---- Provided data
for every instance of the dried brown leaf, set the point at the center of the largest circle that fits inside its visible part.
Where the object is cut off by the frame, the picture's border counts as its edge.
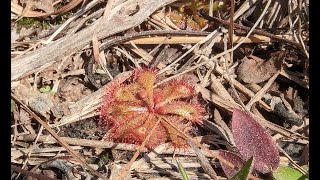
(235, 159)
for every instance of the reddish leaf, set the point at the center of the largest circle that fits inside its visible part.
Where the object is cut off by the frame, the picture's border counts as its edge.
(252, 140)
(232, 158)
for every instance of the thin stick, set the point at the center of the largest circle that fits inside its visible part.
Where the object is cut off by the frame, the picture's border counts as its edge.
(56, 136)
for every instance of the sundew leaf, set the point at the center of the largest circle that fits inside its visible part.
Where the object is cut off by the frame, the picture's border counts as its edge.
(288, 173)
(232, 158)
(244, 171)
(252, 139)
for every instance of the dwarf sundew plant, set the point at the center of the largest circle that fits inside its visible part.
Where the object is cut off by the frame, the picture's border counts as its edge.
(130, 110)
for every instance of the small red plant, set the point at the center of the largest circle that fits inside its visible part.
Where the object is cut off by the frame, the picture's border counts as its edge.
(130, 110)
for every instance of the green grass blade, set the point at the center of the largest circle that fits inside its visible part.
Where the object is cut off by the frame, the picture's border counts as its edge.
(182, 170)
(244, 171)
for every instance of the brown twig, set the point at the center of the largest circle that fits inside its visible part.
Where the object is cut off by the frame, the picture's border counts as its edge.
(29, 173)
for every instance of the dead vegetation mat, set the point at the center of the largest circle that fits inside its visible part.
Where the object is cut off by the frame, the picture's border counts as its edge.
(56, 97)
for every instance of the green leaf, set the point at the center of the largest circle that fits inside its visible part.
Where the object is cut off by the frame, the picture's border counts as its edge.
(45, 89)
(288, 173)
(182, 170)
(244, 171)
(13, 105)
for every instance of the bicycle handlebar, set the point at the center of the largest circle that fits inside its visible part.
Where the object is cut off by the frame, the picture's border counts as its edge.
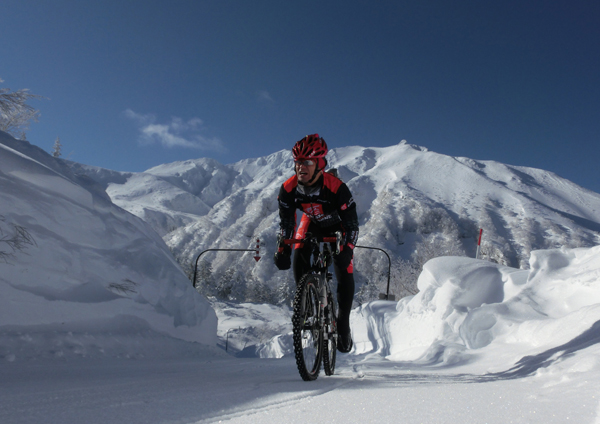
(319, 239)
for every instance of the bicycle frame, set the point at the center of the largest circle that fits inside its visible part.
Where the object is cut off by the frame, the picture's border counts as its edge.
(321, 331)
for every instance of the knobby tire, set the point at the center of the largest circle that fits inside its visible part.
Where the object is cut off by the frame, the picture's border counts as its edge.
(307, 333)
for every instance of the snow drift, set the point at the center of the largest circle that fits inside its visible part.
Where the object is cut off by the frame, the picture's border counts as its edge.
(94, 279)
(511, 320)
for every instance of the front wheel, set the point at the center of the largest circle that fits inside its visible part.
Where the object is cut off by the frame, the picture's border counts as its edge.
(308, 335)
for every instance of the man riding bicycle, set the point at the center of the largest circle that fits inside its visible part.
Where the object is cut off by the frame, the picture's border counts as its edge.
(328, 207)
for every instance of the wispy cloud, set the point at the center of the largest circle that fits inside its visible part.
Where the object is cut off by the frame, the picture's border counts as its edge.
(177, 133)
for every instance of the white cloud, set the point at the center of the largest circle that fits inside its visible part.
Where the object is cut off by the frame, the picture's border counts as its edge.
(177, 133)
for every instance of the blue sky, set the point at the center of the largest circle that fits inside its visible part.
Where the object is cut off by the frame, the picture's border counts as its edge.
(131, 84)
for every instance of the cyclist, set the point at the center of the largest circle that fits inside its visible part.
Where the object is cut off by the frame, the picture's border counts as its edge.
(328, 207)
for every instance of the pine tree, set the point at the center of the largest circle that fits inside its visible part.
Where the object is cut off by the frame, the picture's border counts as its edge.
(56, 149)
(15, 113)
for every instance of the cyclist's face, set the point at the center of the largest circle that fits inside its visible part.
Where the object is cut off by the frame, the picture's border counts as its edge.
(305, 170)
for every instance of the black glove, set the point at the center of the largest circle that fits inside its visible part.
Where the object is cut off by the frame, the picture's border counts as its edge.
(283, 258)
(349, 239)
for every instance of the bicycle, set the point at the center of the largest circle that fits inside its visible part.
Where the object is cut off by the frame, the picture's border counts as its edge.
(314, 318)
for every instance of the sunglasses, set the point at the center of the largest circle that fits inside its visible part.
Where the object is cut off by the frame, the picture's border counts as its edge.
(306, 162)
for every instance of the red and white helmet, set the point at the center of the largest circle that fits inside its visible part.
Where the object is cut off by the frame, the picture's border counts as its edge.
(310, 147)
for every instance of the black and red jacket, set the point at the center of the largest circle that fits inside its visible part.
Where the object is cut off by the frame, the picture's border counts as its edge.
(328, 204)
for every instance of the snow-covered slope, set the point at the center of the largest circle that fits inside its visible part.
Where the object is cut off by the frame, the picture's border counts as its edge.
(404, 194)
(84, 270)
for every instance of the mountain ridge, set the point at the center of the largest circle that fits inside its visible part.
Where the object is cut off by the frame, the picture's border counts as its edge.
(404, 193)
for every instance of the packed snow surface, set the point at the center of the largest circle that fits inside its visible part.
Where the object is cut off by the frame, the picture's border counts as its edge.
(93, 280)
(98, 324)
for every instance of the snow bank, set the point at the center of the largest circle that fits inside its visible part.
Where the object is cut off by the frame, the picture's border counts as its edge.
(96, 280)
(468, 308)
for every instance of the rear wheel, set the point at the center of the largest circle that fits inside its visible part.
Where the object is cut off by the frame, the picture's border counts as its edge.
(330, 336)
(308, 337)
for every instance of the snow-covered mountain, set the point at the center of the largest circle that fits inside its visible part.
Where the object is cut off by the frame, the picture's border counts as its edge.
(405, 194)
(480, 342)
(81, 276)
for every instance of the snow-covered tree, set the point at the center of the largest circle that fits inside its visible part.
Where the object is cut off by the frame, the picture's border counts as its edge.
(15, 113)
(56, 149)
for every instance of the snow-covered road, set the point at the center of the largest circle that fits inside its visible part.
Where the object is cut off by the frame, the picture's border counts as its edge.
(233, 390)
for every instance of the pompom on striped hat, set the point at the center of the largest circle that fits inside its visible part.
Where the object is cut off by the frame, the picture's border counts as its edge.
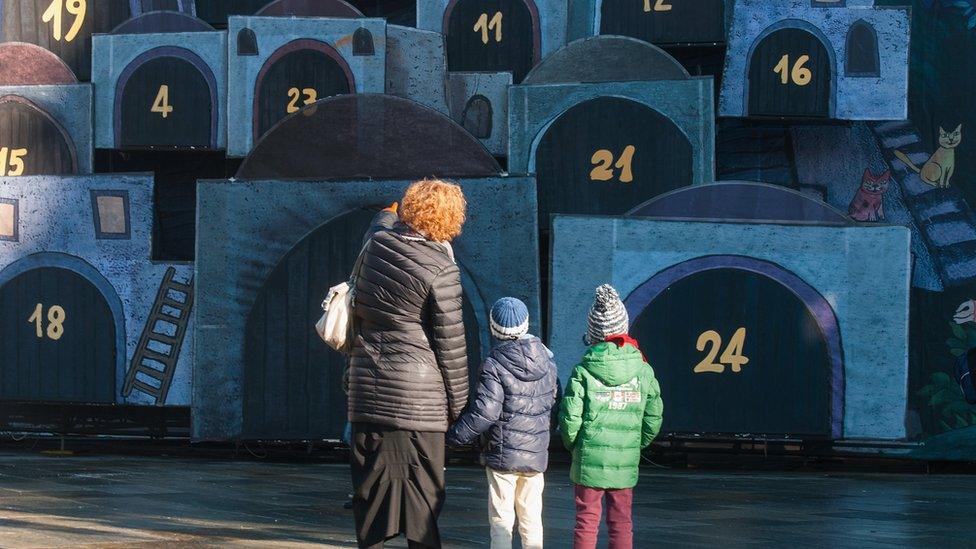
(607, 317)
(509, 319)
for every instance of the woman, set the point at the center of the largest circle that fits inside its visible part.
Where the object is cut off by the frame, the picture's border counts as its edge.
(408, 374)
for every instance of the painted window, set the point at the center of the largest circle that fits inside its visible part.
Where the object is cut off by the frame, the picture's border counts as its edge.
(247, 42)
(362, 42)
(863, 58)
(110, 210)
(9, 219)
(477, 117)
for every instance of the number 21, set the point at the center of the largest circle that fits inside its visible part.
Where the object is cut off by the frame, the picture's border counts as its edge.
(732, 356)
(603, 160)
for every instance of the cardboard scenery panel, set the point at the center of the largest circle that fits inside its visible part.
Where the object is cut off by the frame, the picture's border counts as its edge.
(662, 22)
(45, 115)
(796, 348)
(161, 83)
(91, 319)
(495, 35)
(277, 65)
(797, 59)
(246, 384)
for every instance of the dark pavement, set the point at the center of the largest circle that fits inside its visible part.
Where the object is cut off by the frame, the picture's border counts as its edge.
(113, 501)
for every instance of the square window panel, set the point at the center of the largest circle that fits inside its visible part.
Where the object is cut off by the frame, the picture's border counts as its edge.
(111, 214)
(9, 219)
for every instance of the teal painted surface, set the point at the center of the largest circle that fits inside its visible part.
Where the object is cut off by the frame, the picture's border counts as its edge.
(869, 296)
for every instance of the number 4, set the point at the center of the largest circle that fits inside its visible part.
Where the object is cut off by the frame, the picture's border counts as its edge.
(658, 6)
(161, 103)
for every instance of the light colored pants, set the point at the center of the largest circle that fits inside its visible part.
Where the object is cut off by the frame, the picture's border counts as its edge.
(512, 495)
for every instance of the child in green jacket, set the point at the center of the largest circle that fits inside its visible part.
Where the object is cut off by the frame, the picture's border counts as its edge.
(612, 410)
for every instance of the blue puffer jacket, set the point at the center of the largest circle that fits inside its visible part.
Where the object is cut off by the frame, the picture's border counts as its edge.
(512, 407)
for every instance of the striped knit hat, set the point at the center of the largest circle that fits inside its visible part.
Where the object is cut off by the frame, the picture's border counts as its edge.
(607, 317)
(509, 319)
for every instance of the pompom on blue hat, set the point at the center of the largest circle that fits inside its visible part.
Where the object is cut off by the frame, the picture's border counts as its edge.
(509, 319)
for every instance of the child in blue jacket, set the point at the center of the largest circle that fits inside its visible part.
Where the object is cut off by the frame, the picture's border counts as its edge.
(511, 411)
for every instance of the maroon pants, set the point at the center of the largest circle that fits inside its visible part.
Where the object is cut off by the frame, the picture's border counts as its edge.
(589, 507)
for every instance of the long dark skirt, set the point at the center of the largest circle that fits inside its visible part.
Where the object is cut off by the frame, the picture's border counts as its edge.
(398, 477)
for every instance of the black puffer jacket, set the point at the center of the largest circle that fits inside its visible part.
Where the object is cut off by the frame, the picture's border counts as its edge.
(515, 396)
(409, 367)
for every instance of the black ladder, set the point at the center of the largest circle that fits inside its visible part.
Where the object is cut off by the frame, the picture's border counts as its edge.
(159, 351)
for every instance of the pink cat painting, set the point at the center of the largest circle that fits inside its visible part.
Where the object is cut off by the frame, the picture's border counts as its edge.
(868, 203)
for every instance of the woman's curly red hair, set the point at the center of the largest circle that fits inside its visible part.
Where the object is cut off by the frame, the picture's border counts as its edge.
(434, 208)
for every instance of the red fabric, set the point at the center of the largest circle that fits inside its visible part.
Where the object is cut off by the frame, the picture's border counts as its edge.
(625, 339)
(589, 508)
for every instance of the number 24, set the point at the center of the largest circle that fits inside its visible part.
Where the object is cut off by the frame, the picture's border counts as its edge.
(732, 356)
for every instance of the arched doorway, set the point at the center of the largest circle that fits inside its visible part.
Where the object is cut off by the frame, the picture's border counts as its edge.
(664, 21)
(292, 381)
(59, 340)
(743, 347)
(606, 156)
(492, 36)
(298, 74)
(790, 74)
(168, 99)
(34, 143)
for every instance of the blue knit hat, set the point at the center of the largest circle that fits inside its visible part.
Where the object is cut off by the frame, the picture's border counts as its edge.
(509, 318)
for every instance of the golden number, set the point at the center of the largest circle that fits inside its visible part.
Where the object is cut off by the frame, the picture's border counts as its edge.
(294, 94)
(55, 319)
(659, 5)
(707, 365)
(603, 162)
(52, 15)
(484, 26)
(161, 103)
(733, 353)
(800, 75)
(732, 356)
(35, 317)
(602, 159)
(625, 164)
(12, 161)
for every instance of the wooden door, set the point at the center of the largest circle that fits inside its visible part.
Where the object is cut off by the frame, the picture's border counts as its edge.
(665, 21)
(295, 78)
(32, 142)
(292, 380)
(63, 26)
(790, 76)
(608, 155)
(167, 103)
(738, 353)
(492, 36)
(58, 341)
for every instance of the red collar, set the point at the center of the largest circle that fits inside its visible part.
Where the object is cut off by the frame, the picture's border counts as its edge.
(624, 339)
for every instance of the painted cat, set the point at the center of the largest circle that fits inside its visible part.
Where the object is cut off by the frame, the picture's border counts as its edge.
(868, 203)
(940, 167)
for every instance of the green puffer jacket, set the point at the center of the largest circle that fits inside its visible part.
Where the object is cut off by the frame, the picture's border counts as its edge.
(612, 409)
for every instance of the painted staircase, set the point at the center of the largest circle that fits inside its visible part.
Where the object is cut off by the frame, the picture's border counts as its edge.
(947, 224)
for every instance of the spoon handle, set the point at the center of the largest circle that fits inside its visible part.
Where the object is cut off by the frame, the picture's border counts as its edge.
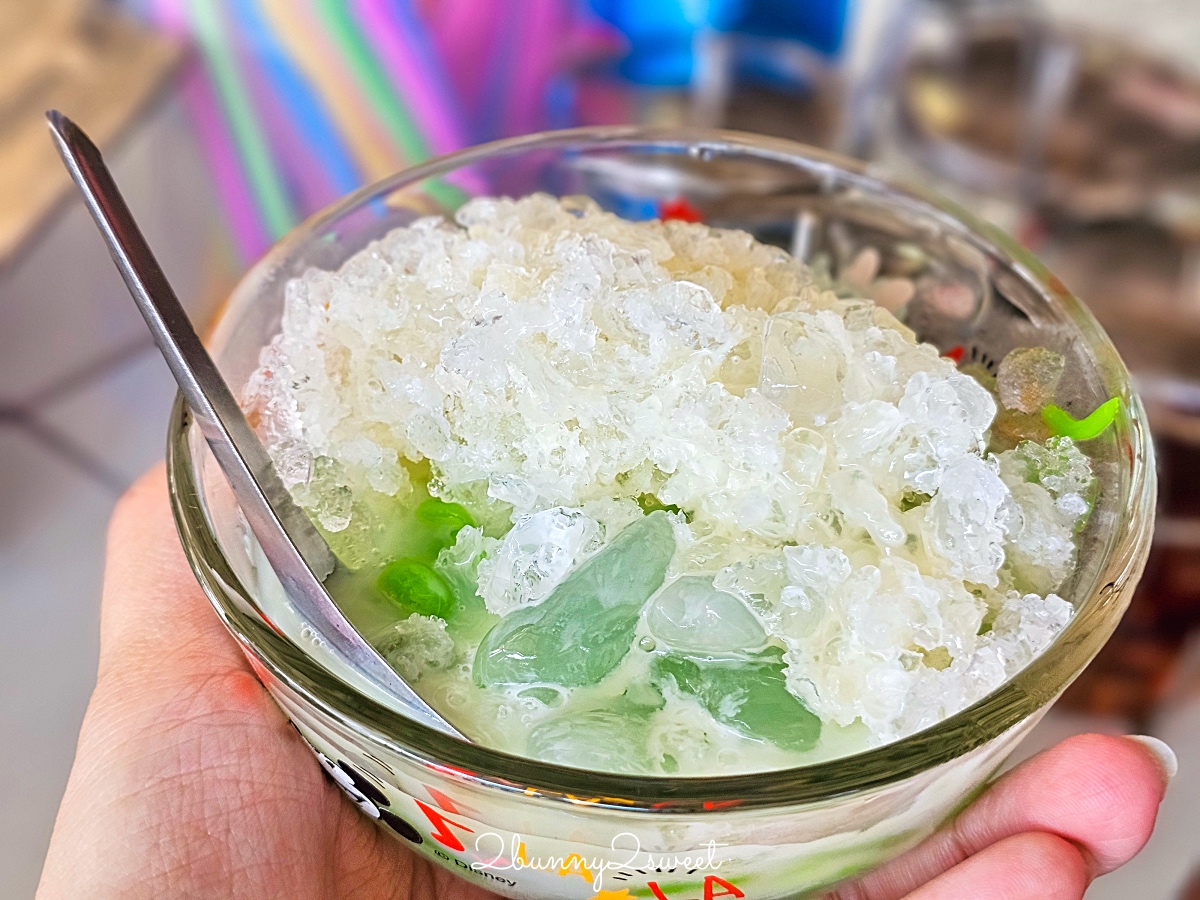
(291, 543)
(237, 448)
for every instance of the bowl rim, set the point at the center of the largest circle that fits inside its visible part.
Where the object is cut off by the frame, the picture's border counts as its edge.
(1101, 603)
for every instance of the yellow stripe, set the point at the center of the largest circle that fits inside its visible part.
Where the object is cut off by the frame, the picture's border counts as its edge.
(309, 47)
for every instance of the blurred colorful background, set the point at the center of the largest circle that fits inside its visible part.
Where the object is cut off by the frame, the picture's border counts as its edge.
(1073, 125)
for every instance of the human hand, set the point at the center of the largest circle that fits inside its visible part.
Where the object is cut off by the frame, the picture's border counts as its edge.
(190, 783)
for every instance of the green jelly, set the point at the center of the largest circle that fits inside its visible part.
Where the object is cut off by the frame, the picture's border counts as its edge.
(439, 514)
(586, 627)
(414, 587)
(606, 739)
(749, 694)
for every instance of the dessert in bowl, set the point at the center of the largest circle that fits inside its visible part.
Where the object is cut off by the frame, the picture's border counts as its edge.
(743, 569)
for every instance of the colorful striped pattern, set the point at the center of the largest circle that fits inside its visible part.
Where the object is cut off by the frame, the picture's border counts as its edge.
(298, 102)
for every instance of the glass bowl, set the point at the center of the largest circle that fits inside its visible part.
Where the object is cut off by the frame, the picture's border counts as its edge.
(534, 829)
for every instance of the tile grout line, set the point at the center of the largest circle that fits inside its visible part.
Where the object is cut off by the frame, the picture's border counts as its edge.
--------
= Work request =
Above are records; repeat only the lines starting at the line with "for every instance of the painted cat, set" and ending at the line with "for every instance of the green puffer", exactly as they appear, both included.

= Solution to this exercise =
for every instance of the painted cat, set the point at the center of the largest circle that fits inside its visible part.
Where the object is cut off by the frame, the picture's border counts as its edge.
(868, 203)
(940, 167)
for every instance of the green puffer jacket, set the point at the center of the largest circle that fits inside its visible part.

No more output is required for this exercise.